## Stored dataset items
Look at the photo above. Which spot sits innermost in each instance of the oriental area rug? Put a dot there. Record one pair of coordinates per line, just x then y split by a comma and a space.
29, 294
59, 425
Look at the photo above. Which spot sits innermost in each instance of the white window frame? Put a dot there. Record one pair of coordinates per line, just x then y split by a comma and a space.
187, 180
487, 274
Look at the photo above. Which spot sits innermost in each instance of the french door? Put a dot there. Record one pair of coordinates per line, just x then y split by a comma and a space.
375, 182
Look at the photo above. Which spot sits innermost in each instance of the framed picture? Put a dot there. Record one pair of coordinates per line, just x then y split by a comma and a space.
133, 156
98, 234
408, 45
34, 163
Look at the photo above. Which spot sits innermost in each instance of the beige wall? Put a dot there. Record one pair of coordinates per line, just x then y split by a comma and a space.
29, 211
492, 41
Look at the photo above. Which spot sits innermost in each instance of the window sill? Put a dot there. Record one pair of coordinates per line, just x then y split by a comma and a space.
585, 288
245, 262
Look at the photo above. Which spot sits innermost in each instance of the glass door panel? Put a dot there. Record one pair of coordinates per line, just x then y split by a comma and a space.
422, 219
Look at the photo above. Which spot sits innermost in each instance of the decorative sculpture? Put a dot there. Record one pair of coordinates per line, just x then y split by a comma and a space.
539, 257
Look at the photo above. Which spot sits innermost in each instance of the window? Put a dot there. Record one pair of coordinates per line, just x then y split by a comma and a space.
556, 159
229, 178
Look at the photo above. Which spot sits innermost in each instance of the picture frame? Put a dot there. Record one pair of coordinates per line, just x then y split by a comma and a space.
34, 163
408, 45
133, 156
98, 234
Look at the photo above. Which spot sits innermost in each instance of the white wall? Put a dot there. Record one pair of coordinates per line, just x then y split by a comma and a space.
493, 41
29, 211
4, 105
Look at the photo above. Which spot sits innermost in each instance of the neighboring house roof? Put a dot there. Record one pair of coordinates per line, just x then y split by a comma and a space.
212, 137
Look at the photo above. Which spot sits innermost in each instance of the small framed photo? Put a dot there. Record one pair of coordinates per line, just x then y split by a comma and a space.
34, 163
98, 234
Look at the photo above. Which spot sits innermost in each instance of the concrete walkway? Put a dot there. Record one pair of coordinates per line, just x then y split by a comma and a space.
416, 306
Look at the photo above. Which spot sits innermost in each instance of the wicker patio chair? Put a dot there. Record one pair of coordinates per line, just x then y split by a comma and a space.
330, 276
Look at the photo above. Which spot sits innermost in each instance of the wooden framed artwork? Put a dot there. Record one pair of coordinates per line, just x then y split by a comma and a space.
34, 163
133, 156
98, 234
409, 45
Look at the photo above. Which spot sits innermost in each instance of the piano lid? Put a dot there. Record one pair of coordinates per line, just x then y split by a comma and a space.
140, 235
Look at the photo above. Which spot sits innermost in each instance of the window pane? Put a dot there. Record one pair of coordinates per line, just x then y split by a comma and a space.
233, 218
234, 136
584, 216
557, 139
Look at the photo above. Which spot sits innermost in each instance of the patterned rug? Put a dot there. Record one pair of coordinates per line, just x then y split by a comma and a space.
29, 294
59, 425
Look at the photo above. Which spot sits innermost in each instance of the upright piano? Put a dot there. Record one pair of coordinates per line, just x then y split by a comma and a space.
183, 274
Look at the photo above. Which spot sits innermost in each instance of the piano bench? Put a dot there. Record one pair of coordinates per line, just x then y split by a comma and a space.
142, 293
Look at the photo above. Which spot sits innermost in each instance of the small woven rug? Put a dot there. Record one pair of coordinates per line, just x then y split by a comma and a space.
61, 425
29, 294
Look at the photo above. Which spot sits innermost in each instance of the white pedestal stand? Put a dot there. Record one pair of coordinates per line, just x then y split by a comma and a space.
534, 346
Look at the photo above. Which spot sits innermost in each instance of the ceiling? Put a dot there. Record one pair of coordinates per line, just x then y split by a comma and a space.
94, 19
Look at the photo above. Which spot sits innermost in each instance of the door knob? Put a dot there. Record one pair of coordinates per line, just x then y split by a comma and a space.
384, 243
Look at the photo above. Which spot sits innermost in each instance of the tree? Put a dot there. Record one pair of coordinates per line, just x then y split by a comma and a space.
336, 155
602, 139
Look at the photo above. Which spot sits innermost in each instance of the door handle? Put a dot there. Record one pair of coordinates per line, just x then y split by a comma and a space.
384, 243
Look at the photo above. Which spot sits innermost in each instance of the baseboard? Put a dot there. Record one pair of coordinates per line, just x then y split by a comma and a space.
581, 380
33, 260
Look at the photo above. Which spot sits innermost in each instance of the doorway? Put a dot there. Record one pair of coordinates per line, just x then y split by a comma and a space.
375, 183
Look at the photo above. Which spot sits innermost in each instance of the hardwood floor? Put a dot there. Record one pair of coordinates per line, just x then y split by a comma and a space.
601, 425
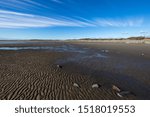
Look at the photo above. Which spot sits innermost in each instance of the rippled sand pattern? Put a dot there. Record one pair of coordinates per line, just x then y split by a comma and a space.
34, 75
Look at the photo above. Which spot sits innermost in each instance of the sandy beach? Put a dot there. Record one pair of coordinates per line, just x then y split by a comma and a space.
30, 71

## WHAT IS NEEDED
Copy out only the lines from the one containing "of the baseboard?" to the end of the entries, unchanged. Drop the pictures.

## SOLUTION FOR THIS EXERCISE
Look at the photo above. Which spot sits innermost in each instance of the baseboard? Put a dot there. Record one pair of coordinates per line, just x then y split by a comma and a space.
581, 380
33, 260
Look at the photo above. Which spot sits innermost in each instance of the doorway? Put a dot there. Record one pair of coordinates per line, just x then y split by a comma and a space.
375, 183
Look at the photo above. Which spot sits innermost in each instance of the hardwood floor? Put a dot there. Record one pair of coordinates per line, just x then y split by a comma and a space.
601, 425
Look at the photo above. Which spot sits innermost in each instance of the rippled sand pattern? Put a dot there. Record one pair of coordinates per line, just x then y split by a comma and a space.
34, 75
Look at the photo above. Which spot sits innermost in each instance of the sandy beach? Put a dot there. Record one pair of coordinates per line, just x then y split by a comma and a space.
30, 71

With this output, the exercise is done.